Task set.
1. In the dinner thread below, put the sentence "Neither of us wanted to cook tonight." into French.
2. Turn the paragraph in the dinner thread below that begins "Lay cabbage leaves" into a numbered list of steps, keeping every ingredient and the baking details.
** START OF Given text **
Lay cabbage leaves on large square of foil.
Add steaks, soup. worcestershire, brown sugar, s&p,paprika, garlic powder and onion slices.
Bake 325 for 1 and 1/2 hrs.


----------



## benspawpaw

tacos tonight
.
.
.
.
.
.
.
.
.
.
.
.
.
.
.
.
.
.
.
.
.
.
.
.
.
.
.
.
.
.
.
.
.
.
.
.
.
*farts in the morning*


----------



## pirate_girl

Now Ben, you know we need a pic.
Of the tacos, not you farting.


----------



## Rusty Shackleford

chicken surprise tonight...





























































.....the surprise is i didnt overcook it


----------



## pirate_girl

chicken lasagna in vodka sauce


----------



## JEV

Looks great PG. We had Smith's hot dogs on toasted rolls, and Giant Eagle mac & cheese. Neither of us wanted to cook tonight.
** END OF Given text **
** START OF Information supplied **
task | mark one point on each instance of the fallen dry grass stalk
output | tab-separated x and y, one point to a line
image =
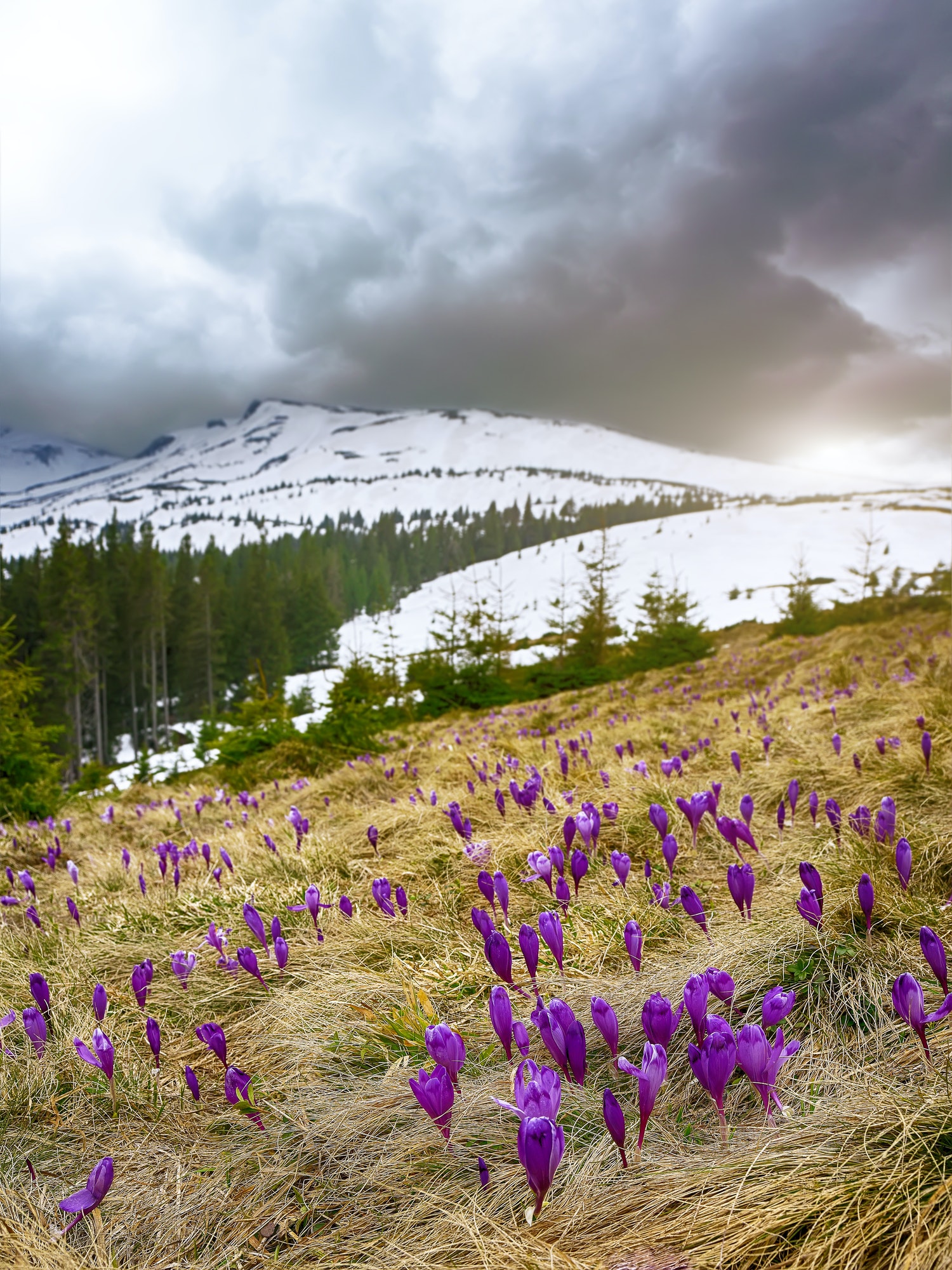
348	1170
** END OF Information supplied **
Task-by-task answers.
1. Aucun de nous deux ne voulait cuisiner ce soir.

2.
1. Lay cabbage leaves on a large square of foil.
2. Add steaks, soup, Worcestershire, brown sugar, s&p, paprika, garlic powder, and onion slices.
3. Bake at 325 for 1 1/2 hours.